**GIVEN TASK 1:** Reproduce the questionnaire description between "To ensure transparency" and "and open-ended prompts.", inclusive, switching "questionnaire" to "survey".
**GIVEN TASK 2:** According to the questionnaire description, why is the questionnaire presented in a desensitized form, and what does that form mean?

**DOCUMENT SEGMENT:**
........
To ensure transparency and reproducibility, the questionnaire is described below in a desensitized form (i.e., without any identifying information). Items were primarily measured using 5-point Likert-type scales, complemented by binary/ordinal items, percentage estimates, and open-ended prompts.

First, the awareness and experience block included items asking whether respondents are familiar with commonly available AI tools and whether they have used such tools personally and/or professionally (Yes/No/Partly), and whether they perceive AI as applicable in the construction sector (Yes/No/Not sure). Second, perceived usefulness across project phases was assessed by asking respondents to rate the usefulness of AI in the preparatory/planning phase, the construction phase, and the operation/facility-use phase using a 5-point scale (1 = not at all; 5 = very much). Third, perceived productivity potential across construction functions was captured through Likert-scale ratings (1 = very low; 5 = very high) for key functional areas identified in the literature, including: generative/conceptual design, 3D design and 2D documentation, facility management, on-site quality and safety monitoring, new materials design/optimization, cost estimation and optimization, schedule planning/optimization, prefabrication/off-site manufacturing, and autonomous construction machinery.
........
**RAW RECORDS:**

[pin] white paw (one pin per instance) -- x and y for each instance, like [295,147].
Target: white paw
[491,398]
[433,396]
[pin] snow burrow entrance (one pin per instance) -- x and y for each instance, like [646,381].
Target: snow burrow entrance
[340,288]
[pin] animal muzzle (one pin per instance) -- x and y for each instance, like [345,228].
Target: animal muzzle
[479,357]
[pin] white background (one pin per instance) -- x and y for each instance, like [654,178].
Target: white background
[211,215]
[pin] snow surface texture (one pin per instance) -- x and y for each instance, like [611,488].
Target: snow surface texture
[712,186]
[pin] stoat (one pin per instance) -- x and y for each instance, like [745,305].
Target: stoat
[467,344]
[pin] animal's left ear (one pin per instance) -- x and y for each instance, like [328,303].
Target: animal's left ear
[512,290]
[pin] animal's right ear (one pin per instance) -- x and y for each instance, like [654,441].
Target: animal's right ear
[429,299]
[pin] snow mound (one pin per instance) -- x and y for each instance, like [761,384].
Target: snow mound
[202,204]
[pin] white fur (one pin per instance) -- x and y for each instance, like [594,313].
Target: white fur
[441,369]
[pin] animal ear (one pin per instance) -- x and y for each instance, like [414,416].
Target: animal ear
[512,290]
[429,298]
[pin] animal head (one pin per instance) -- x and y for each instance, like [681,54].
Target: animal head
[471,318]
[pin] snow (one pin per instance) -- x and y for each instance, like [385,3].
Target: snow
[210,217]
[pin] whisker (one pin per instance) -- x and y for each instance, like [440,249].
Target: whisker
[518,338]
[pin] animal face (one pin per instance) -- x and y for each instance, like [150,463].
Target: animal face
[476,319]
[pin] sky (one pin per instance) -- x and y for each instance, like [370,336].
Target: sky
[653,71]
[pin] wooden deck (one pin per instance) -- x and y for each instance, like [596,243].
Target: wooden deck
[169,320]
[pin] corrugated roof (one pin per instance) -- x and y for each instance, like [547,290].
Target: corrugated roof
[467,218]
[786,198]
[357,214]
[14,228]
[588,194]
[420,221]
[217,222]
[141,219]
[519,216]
........
**CORRECT RESPONSE 1:**
To ensure transparency and reproducibility, the survey is described below in a desensitized form (i.e., without any identifying information). Items were primarily measured using 5-point Likert-type scales, complemented by binary/ordinal items, percentage estimates, and open-ended prompts.

**CORRECT RESPONSE 2:** The questionnaire is presented in a desensitized form to ensure transparency and reproducibility. This form means it is described without any identifying information.